_TASK GOAL_: Change "tagged" to "labeled" wherever it occurs in these lines, and write the lines out again with nothing else altered.

Records from a collection
═══

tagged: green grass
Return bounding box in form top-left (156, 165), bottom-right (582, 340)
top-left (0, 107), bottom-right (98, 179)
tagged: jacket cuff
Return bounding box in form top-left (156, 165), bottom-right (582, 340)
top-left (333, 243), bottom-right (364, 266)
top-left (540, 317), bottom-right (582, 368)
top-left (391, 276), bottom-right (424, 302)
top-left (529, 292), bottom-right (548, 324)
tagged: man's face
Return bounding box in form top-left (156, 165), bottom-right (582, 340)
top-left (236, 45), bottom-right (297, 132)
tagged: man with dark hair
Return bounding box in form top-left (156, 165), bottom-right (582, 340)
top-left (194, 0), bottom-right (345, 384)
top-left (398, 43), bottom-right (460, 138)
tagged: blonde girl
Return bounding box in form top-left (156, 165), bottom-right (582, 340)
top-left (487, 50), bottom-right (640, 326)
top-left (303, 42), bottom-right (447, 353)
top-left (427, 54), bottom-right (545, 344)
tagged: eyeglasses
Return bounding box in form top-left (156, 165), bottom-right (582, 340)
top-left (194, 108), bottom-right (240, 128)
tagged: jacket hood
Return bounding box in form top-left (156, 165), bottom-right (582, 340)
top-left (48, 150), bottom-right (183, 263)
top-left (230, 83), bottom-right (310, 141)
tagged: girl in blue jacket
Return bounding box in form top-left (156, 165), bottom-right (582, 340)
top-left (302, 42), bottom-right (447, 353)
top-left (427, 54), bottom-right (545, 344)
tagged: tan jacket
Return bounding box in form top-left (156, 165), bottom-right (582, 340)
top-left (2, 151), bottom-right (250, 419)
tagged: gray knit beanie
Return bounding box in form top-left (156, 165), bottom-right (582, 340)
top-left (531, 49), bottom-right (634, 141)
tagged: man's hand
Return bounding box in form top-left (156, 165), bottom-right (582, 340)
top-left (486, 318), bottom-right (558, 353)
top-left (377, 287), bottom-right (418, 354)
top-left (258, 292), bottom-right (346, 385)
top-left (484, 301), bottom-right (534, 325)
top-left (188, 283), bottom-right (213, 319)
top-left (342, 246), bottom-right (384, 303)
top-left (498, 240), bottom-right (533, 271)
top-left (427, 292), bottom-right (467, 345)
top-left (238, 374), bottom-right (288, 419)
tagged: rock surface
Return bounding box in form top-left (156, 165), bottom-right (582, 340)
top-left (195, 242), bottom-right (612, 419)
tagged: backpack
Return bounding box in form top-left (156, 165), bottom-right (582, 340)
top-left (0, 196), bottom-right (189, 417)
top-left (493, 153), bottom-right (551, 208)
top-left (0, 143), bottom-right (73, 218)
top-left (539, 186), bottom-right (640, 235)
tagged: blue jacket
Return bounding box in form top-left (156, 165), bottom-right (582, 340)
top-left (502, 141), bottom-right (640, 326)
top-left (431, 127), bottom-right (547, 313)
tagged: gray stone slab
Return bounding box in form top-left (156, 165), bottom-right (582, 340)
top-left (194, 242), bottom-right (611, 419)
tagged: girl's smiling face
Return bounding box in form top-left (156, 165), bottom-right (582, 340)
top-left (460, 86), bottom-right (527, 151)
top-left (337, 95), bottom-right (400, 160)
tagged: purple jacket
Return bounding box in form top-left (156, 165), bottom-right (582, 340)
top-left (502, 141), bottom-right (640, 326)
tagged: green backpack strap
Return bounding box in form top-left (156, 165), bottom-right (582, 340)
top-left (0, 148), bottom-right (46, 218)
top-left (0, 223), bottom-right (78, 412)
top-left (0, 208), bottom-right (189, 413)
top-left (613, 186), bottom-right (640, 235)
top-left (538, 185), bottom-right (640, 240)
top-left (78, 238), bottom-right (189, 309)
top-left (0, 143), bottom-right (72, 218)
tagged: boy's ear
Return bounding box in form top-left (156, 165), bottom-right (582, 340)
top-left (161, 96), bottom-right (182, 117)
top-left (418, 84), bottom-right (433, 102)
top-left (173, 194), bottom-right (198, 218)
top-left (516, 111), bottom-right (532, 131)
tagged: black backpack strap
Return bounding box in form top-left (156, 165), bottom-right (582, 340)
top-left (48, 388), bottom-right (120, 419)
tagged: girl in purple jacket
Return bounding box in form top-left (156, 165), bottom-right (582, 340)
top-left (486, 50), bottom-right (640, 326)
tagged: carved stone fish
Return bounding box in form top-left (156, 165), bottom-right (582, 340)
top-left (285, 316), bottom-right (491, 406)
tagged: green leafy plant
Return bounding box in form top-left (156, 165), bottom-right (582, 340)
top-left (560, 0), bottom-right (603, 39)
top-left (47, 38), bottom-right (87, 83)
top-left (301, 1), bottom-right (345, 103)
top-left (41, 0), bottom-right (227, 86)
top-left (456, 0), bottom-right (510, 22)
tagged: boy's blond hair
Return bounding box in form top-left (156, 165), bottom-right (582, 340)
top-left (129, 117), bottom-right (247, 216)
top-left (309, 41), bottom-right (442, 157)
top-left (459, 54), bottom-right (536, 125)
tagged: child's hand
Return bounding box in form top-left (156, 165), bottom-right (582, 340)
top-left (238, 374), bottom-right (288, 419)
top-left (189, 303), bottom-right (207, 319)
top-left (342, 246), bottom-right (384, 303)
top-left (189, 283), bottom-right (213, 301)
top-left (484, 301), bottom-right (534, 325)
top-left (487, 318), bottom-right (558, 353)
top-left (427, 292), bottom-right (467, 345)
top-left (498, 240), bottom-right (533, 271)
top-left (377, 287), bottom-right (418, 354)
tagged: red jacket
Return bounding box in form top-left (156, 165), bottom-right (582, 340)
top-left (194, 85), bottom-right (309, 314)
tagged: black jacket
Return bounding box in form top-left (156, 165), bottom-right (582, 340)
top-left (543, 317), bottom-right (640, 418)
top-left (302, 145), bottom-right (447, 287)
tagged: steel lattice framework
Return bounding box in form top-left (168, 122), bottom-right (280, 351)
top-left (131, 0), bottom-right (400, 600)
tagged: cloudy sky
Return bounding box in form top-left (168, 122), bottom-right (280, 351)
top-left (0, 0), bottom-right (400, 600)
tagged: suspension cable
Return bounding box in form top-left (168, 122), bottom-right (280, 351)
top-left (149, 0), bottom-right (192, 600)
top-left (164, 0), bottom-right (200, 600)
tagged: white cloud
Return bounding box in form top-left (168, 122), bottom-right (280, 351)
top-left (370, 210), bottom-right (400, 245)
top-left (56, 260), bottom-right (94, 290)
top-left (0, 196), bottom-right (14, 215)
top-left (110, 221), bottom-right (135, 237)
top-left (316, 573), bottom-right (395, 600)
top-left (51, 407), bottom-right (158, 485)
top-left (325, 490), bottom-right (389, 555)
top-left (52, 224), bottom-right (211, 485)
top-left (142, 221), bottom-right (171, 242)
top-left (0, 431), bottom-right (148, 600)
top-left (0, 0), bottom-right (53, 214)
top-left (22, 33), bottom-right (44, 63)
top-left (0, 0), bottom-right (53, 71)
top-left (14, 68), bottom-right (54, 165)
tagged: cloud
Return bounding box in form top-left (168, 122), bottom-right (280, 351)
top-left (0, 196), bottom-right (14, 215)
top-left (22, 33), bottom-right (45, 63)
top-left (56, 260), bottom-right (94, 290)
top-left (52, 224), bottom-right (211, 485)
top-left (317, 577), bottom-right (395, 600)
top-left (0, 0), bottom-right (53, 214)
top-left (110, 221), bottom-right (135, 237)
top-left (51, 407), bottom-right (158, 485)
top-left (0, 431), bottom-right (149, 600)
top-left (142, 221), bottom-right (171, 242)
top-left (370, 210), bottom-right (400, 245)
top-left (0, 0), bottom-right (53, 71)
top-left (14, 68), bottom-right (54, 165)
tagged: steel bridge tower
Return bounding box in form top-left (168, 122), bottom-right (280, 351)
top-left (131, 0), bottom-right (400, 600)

═══

_ANSWER FOR THIS EXERCISE_:
labeled: green grass
Return bounding box in form top-left (156, 165), bottom-right (582, 340)
top-left (0, 107), bottom-right (98, 179)
labeled: jacket cuff
Return bounding box in form top-left (156, 165), bottom-right (582, 340)
top-left (333, 243), bottom-right (364, 266)
top-left (540, 317), bottom-right (582, 368)
top-left (391, 276), bottom-right (424, 302)
top-left (529, 292), bottom-right (548, 324)
labeled: man's face
Return bounding box in form top-left (156, 165), bottom-right (582, 340)
top-left (236, 45), bottom-right (297, 132)
labeled: man with dark hair
Return bounding box in form top-left (156, 165), bottom-right (582, 340)
top-left (194, 0), bottom-right (345, 384)
top-left (398, 43), bottom-right (460, 138)
labeled: blonde girl
Return bounding box in form top-left (156, 165), bottom-right (582, 340)
top-left (487, 50), bottom-right (640, 326)
top-left (303, 42), bottom-right (447, 353)
top-left (427, 54), bottom-right (545, 344)
labeled: eyeglasses
Return bounding box in form top-left (156, 165), bottom-right (582, 340)
top-left (194, 108), bottom-right (240, 128)
labeled: jacket hood
Return bounding box in form top-left (156, 165), bottom-right (582, 340)
top-left (48, 150), bottom-right (183, 263)
top-left (230, 83), bottom-right (310, 141)
labeled: girl in blue jacket
Return bounding box in form top-left (156, 165), bottom-right (582, 340)
top-left (302, 42), bottom-right (447, 353)
top-left (427, 54), bottom-right (545, 344)
labeled: tan jacket
Return bounding box in form top-left (156, 165), bottom-right (582, 340)
top-left (2, 151), bottom-right (250, 419)
labeled: gray knit beanie
Return bounding box in form top-left (156, 165), bottom-right (582, 340)
top-left (531, 49), bottom-right (634, 141)
labeled: man's hand
Return bounding box in form top-left (156, 165), bottom-right (582, 340)
top-left (486, 318), bottom-right (558, 353)
top-left (377, 287), bottom-right (418, 354)
top-left (258, 292), bottom-right (346, 385)
top-left (484, 301), bottom-right (534, 325)
top-left (188, 283), bottom-right (213, 319)
top-left (342, 246), bottom-right (384, 303)
top-left (498, 240), bottom-right (533, 271)
top-left (427, 292), bottom-right (467, 345)
top-left (238, 374), bottom-right (288, 419)
labeled: rock surface
Return bounding box in form top-left (156, 165), bottom-right (582, 340)
top-left (195, 242), bottom-right (612, 419)
labeled: backpack
Return bounding box in form top-left (156, 165), bottom-right (582, 340)
top-left (0, 196), bottom-right (189, 417)
top-left (493, 153), bottom-right (551, 208)
top-left (0, 143), bottom-right (73, 218)
top-left (539, 186), bottom-right (640, 235)
labeled: blue jacket
Return bounding box in form top-left (156, 165), bottom-right (582, 340)
top-left (502, 141), bottom-right (640, 326)
top-left (431, 127), bottom-right (547, 313)
labeled: gray stone slab
Return bounding box in form top-left (156, 165), bottom-right (582, 340)
top-left (194, 242), bottom-right (611, 419)
labeled: girl's smiling face
Return bounding box in form top-left (156, 165), bottom-right (582, 340)
top-left (460, 86), bottom-right (527, 151)
top-left (337, 95), bottom-right (400, 160)
labeled: purple jacket
Return bounding box in form top-left (156, 165), bottom-right (582, 340)
top-left (502, 141), bottom-right (640, 326)
labeled: green backpack strap
Return bounding box in form top-left (156, 165), bottom-right (582, 340)
top-left (0, 148), bottom-right (46, 218)
top-left (0, 223), bottom-right (78, 412)
top-left (0, 208), bottom-right (189, 413)
top-left (613, 186), bottom-right (640, 235)
top-left (538, 185), bottom-right (640, 240)
top-left (78, 238), bottom-right (189, 309)
top-left (0, 143), bottom-right (72, 218)
labeled: boy's ear
Return bounding box in form top-left (156, 165), bottom-right (582, 340)
top-left (161, 96), bottom-right (182, 117)
top-left (418, 84), bottom-right (433, 102)
top-left (173, 194), bottom-right (198, 218)
top-left (516, 111), bottom-right (532, 131)
labeled: black backpack strap
Return bounding box in form top-left (156, 165), bottom-right (582, 340)
top-left (48, 388), bottom-right (120, 419)
labeled: girl in purple jacket
Return bounding box in form top-left (156, 165), bottom-right (582, 340)
top-left (486, 50), bottom-right (640, 326)
labeled: carved stone fish
Return bounding box in form top-left (156, 165), bottom-right (582, 340)
top-left (285, 316), bottom-right (491, 406)
labeled: green leafy plant
Return bounding box in form top-left (156, 165), bottom-right (582, 340)
top-left (560, 0), bottom-right (603, 39)
top-left (47, 38), bottom-right (87, 83)
top-left (301, 1), bottom-right (345, 103)
top-left (41, 0), bottom-right (227, 86)
top-left (456, 0), bottom-right (510, 22)
labeled: boy's blond hair
Return bounding box in form top-left (156, 165), bottom-right (582, 340)
top-left (129, 117), bottom-right (247, 216)
top-left (309, 41), bottom-right (442, 157)
top-left (459, 54), bottom-right (536, 125)
labeled: child's hand
Return bounding box in form top-left (156, 165), bottom-right (582, 340)
top-left (238, 374), bottom-right (288, 419)
top-left (189, 303), bottom-right (207, 319)
top-left (342, 246), bottom-right (384, 303)
top-left (189, 283), bottom-right (213, 301)
top-left (484, 301), bottom-right (534, 325)
top-left (487, 318), bottom-right (558, 353)
top-left (427, 292), bottom-right (467, 345)
top-left (498, 240), bottom-right (533, 271)
top-left (377, 287), bottom-right (418, 354)
labeled: red jacket
Return bounding box in form top-left (156, 165), bottom-right (582, 340)
top-left (194, 85), bottom-right (309, 314)
labeled: black jacket
Return bounding box in form top-left (156, 165), bottom-right (582, 340)
top-left (543, 317), bottom-right (640, 418)
top-left (302, 145), bottom-right (447, 287)
labeled: steel lattice framework
Return bounding box in form top-left (168, 122), bottom-right (280, 351)
top-left (131, 0), bottom-right (400, 600)
labeled: cloudy sky
Return bounding box in form top-left (168, 122), bottom-right (280, 351)
top-left (0, 0), bottom-right (400, 600)
labeled: suspension cable
Return bounding box in form top-left (168, 122), bottom-right (280, 351)
top-left (149, 0), bottom-right (192, 600)
top-left (164, 0), bottom-right (200, 600)
labeled: white cloud
Return bounding box in form top-left (168, 122), bottom-right (280, 351)
top-left (370, 210), bottom-right (400, 245)
top-left (56, 260), bottom-right (94, 290)
top-left (0, 196), bottom-right (14, 215)
top-left (110, 221), bottom-right (135, 237)
top-left (316, 573), bottom-right (395, 600)
top-left (51, 407), bottom-right (158, 485)
top-left (325, 490), bottom-right (389, 555)
top-left (52, 224), bottom-right (211, 485)
top-left (142, 221), bottom-right (171, 242)
top-left (0, 431), bottom-right (148, 600)
top-left (0, 0), bottom-right (53, 214)
top-left (22, 33), bottom-right (44, 63)
top-left (0, 0), bottom-right (53, 71)
top-left (14, 68), bottom-right (54, 165)
labeled: cloud
Return bounding box in form top-left (168, 122), bottom-right (280, 351)
top-left (0, 196), bottom-right (14, 215)
top-left (22, 33), bottom-right (45, 63)
top-left (56, 260), bottom-right (94, 290)
top-left (52, 224), bottom-right (211, 485)
top-left (317, 577), bottom-right (395, 600)
top-left (0, 0), bottom-right (53, 214)
top-left (110, 221), bottom-right (135, 237)
top-left (51, 407), bottom-right (158, 485)
top-left (0, 431), bottom-right (149, 600)
top-left (142, 221), bottom-right (171, 242)
top-left (370, 210), bottom-right (400, 245)
top-left (0, 0), bottom-right (53, 71)
top-left (14, 68), bottom-right (54, 165)
labeled: steel bridge tower
Return bounding box in form top-left (168, 122), bottom-right (280, 351)
top-left (131, 0), bottom-right (400, 600)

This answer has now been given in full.